start

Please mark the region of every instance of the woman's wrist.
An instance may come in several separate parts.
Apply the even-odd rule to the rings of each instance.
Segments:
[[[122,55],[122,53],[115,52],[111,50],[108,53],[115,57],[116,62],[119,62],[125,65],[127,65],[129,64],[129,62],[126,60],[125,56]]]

end
start

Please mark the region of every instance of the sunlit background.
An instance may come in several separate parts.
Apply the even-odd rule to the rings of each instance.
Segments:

end
start

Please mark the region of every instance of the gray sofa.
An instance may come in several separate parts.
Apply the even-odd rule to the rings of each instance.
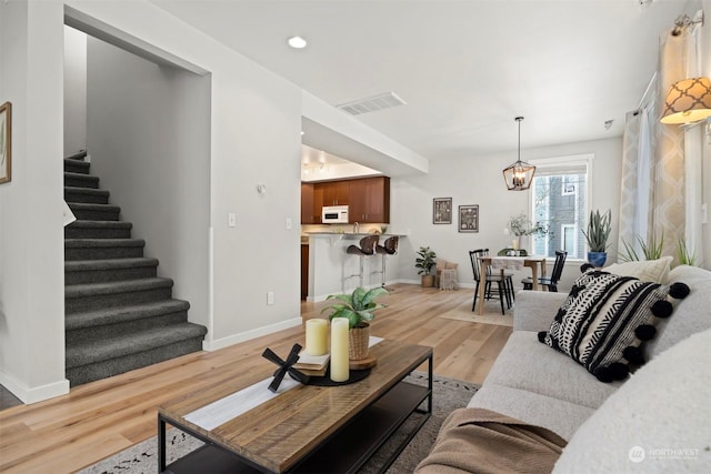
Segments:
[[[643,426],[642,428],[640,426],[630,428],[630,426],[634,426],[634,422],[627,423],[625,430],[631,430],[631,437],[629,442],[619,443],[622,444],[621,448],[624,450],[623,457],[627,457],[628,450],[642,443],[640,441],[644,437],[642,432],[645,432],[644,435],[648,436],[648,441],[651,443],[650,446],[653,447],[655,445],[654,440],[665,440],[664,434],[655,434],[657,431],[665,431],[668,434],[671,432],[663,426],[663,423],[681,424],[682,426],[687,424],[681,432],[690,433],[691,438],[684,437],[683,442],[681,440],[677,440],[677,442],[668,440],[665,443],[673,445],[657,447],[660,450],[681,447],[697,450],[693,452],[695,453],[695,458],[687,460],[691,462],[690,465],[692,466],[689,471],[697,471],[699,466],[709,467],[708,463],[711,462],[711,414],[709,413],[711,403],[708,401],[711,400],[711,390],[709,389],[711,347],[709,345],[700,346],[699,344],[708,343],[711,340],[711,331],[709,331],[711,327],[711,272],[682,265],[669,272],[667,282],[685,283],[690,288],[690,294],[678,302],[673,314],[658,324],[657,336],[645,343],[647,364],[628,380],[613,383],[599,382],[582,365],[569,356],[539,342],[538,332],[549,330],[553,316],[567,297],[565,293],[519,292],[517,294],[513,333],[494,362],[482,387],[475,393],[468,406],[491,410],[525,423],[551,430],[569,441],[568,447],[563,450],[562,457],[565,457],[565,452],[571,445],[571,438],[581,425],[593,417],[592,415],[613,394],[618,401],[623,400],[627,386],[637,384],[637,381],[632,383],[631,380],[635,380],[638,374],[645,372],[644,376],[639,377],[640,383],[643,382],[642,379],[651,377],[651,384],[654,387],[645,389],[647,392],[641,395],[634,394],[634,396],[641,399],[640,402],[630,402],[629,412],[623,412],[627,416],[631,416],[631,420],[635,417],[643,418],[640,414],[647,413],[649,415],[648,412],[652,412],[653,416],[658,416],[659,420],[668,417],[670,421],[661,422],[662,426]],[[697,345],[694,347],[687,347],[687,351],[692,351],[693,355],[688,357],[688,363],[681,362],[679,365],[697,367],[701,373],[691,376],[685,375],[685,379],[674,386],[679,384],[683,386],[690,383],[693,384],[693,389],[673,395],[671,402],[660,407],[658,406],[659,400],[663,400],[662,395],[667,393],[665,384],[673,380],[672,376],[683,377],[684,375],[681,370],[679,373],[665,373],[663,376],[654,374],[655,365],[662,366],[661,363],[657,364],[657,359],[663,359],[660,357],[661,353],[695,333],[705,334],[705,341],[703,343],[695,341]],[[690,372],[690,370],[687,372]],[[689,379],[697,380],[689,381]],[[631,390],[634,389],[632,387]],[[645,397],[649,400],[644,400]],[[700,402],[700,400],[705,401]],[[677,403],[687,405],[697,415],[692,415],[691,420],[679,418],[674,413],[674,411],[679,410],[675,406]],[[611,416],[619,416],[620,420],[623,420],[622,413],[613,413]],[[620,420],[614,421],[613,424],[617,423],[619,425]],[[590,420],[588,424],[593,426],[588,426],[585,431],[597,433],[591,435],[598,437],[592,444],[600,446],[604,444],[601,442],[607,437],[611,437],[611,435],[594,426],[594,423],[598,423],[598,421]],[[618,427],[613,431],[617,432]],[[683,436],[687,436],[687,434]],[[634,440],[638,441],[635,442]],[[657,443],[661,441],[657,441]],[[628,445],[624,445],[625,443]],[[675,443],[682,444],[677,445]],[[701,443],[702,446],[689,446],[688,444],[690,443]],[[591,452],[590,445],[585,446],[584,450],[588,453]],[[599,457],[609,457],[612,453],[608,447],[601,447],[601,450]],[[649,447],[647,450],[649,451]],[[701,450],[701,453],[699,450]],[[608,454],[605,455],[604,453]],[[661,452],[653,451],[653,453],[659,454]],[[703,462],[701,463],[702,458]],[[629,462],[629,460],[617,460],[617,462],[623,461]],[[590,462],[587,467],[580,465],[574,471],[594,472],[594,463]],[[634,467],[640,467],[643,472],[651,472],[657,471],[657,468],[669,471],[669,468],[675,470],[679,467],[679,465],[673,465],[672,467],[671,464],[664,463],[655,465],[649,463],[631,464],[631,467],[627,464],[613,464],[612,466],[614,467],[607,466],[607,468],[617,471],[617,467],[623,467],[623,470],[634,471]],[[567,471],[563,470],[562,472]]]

end

BRIEF. How many lines in the entries above contain the word "mark"? Reply with the number only.

RIGHT ANSWER. 3